What is being asked =>
Rescale the data below, from the line containing "Highlight black neck" down to the end, and give only those lines, requests included. Multiply each bounding box coordinate in the answers by 1.9 and round to whole numbers, with halves rounded up.
[START OF Records provided]
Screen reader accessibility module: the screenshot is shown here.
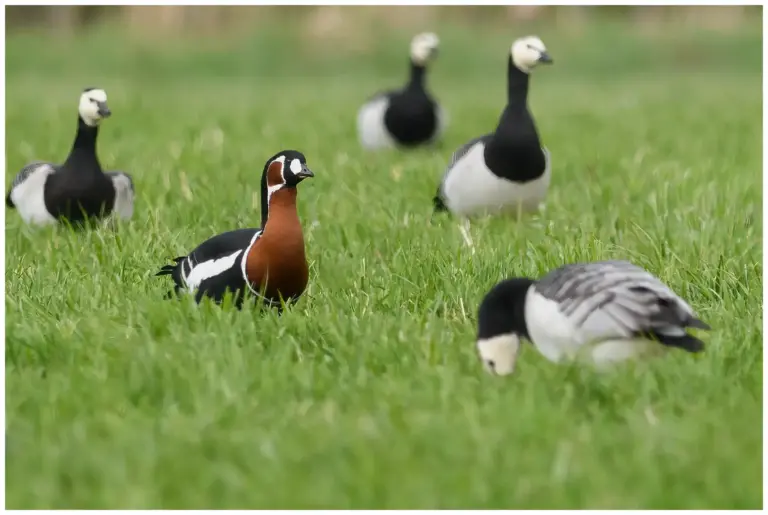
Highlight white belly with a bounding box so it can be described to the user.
[443,144,551,216]
[357,97,395,150]
[11,164,56,226]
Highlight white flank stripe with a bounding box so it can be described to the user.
[186,250,243,292]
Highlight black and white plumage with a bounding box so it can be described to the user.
[477,261,710,375]
[5,88,135,226]
[156,150,314,309]
[357,33,448,150]
[434,36,552,217]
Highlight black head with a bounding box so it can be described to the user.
[261,150,315,226]
[477,277,533,375]
[78,88,112,127]
[262,150,315,190]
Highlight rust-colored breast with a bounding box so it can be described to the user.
[245,188,309,301]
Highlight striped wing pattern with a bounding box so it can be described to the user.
[535,261,708,339]
[9,161,53,191]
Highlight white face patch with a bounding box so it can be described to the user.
[78,89,107,127]
[477,334,520,376]
[411,32,440,65]
[291,159,301,175]
[267,156,285,204]
[510,36,547,73]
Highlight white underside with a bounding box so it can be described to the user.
[357,97,395,150]
[111,173,133,220]
[182,250,243,293]
[525,288,665,367]
[442,142,551,216]
[357,96,448,150]
[240,231,263,297]
[11,164,56,226]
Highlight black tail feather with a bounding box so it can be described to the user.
[654,333,704,352]
[687,318,712,331]
[155,256,187,276]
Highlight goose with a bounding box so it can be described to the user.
[5,88,134,226]
[155,150,314,311]
[477,260,710,375]
[357,32,448,150]
[433,36,552,217]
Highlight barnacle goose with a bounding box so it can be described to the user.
[357,32,448,150]
[477,261,710,375]
[434,36,552,216]
[156,150,314,310]
[5,88,134,226]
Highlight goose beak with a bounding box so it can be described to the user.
[96,102,112,118]
[296,165,315,179]
[539,52,553,64]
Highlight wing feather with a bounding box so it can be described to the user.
[536,261,708,341]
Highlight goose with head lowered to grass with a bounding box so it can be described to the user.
[477,261,710,375]
[5,88,134,226]
[357,32,448,150]
[156,150,314,309]
[434,36,552,217]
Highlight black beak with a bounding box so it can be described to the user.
[539,52,553,64]
[96,102,112,118]
[296,165,315,179]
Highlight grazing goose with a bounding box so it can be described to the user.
[156,150,314,309]
[357,33,447,150]
[434,36,552,217]
[477,261,710,375]
[5,88,134,226]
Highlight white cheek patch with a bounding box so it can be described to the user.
[477,334,520,376]
[267,184,283,204]
[86,89,107,102]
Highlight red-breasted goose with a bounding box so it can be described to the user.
[156,150,314,308]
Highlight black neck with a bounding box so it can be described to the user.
[64,116,101,171]
[408,59,427,89]
[507,56,530,107]
[261,171,269,230]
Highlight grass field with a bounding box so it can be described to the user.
[5,20,763,508]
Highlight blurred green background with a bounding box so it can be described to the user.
[5,6,763,509]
[END OF Records provided]
Response =>
Highlight black neck with a bounding box so it can be described to the user.
[122,220,192,325]
[775,112,811,169]
[963,106,1007,203]
[496,325,511,437]
Highlight grass field with a bounding box so it can be described to the user.
[10,38,1450,965]
Highlight blurred green background with a bounding box so it can be described to the user.
[10,11,1450,967]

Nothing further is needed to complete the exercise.